→ **SOURCE EXCERPT**
You occupy and HMO and from the brief description a Property Survey is required without doubt.
Depending on room space and the presence of a young baby, may create a problem if not now certainly within the very near future


----------



## nyclon (Apr 3, 2011)

MR.AB said:


> Hi guys, i live in a shared flat with my wife and 2months year old baby.we rent a double room ensuite and share only kitchen with rest of the flat mates. Can we use this for my FLR-M. The tenancy agreement has both i and my wife's name on. Is there a room size required for us?


https://www.gov.uk/government/publi...tion-maa/maintenance-and-accommodation-maa--2

12.1 Residential housing
The Housing Act 1985 contains statutory definitions of overcrowding in residential housing. The ECO should bear in mind, as Pakistan 2004 UKAIT 000066 says, that adequacy of accommodation must be assessed on an individual basis. It is not enough to equate adequacy with overcrowding.

A house is considered to be overcrowded if 2 persons aged 10 years or more of opposite sexes, who are not living together as husband and wife, must sleep in the same room. The Act also details the maximum number of people allowed for a given number of rooms or a given room floor area.

Account is taken only of rooms with a floor area larger than 50 square feet and rooms of a type used either as a living room or bedroom.

Rooms such as kitchens or bathrooms are excluded.

Under the Housing Act, the number of people sleeping in accommodation must not exceed the following:

Number of rooms	Maximum number of people allowed
1	2
2	3
3	5
4	7.5
5	10
Each additional room in excess of 5	An additional 2 people
For the purpose of the Act:

a child under 1 does not count as a person.
a child aged 1-10 years counts as only half a person.


----------



## skyf (Mar 26, 2015)

nyclon said:


> https://www.gov.uk/government/publi...tion-maa/maintenance-and-accommodation-maa--2
> 
> 12.1 Residential housing
> The Housing Act 1985 contains statutory definitions of overcrowding in residential housing. The ECO should bear in mind, as Pakistan 2004 UKAIT 000066 says, that adequacy of accommodation must be assessed on an individual basis. It is not enough to equate adequacy with overcrowding.
> ...



Yes, exactly the need for a Survey which can identify a number of issues relating to the condition, shared and facilities for the sole use of individual occupants along with other important features which effect general well-being of residents.
The fact a young baby is accommodated brings into question aspects of the accommodation which could be considered unsatisfactory even unsafe where a child is living. These are all issues a competent an experienced Surveyor will report, once an inspection takes place and is not something which can be theorised about.


----------



## MR.AB (Jan 3, 2017)

Very useful information. Thanks guys. So in your opinion using a shared flat is risky? It's a 4bedroom house and it has a couple in 1 room and individual each in 2 other rooms. My wife and i occupy the 4th room which has it's own toilet and bath inside. The room is big enough for our king size bed and space for our baby cot. My baby will be a year old the time we apply so she'll count as a half head according to your explanation. Do they look for overcrowding in the applicants room solely or the entire property. I plan moving to a 2bedroom in 2years before i apply for indefinite hopefully. But as at now I'm trying to see how best i can make the shared accomodation satisfactory to the ECO.

→ **GIVEN TASK 1**
According to the housing thread, how does a child under 1 count under the Housing Act?
→ **GIVEN TASK 2**
Summarize the housing thread in two sentences.

→ **SUPPLIED DATA**
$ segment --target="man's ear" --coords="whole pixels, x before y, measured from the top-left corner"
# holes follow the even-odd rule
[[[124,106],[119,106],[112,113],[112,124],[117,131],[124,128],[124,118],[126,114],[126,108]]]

→ **WRITTEN ANSWER 1**
A child under 1 does not count as a person.

→ **WRITTEN ANSWER 2**
A poster who rents an ensuite double room in a shared flat with a wife and baby asks whether it can be used for an FLR-M application, and a reply quotes the Housing Act 1985 overcrowding rules, which cap occupants by number of rooms and count young children as less than a full person. Other replies say a property survey is needed, and the poster follows up by asking whether overcrowding is judged on the applicant's room alone or on the entire property.